> **Supplied records**

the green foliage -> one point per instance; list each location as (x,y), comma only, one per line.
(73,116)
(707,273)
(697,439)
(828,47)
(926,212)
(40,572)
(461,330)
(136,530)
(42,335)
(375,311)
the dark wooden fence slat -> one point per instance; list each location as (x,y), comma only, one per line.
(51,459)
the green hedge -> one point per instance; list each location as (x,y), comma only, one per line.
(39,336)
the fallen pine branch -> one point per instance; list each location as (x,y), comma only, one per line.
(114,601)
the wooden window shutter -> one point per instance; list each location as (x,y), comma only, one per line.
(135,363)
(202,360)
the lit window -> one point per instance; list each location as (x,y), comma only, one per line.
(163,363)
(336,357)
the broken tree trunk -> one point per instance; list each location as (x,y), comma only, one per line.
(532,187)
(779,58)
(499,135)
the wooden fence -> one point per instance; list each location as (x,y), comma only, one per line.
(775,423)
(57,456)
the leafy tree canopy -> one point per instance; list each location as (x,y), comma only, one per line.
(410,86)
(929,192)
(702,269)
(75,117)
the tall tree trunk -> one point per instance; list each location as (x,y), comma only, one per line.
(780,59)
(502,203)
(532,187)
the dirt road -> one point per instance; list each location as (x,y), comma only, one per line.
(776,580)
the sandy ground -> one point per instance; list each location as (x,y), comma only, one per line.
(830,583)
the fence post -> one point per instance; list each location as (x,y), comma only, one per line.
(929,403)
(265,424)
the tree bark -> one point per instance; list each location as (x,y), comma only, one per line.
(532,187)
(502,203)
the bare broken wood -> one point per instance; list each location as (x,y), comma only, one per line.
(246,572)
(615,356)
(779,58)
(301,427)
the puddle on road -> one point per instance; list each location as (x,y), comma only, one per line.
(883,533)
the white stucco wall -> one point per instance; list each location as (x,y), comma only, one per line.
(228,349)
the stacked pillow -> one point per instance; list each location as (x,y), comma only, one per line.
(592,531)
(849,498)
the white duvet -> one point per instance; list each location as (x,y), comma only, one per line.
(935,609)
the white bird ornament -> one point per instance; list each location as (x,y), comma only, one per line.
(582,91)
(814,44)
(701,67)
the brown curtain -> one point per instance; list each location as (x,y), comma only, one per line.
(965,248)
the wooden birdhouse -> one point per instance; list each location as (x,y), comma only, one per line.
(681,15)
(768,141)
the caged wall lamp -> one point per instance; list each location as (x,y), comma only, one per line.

> **What you will do**
Starting at the line that holds "the brown curtain", set down each line exactly through the last line of the records above, and no others.

> **Result for this task**
the brown curtain -> one point per instance; list each location as (x,y), comma only, one per line.
(965,248)
the wooden birdhouse -> one point per instance; list each location as (x,y), comma only, one per line.
(681,15)
(768,141)
the caged wall lamp -> one point per instance; list each location as (x,y), comma only, one per line.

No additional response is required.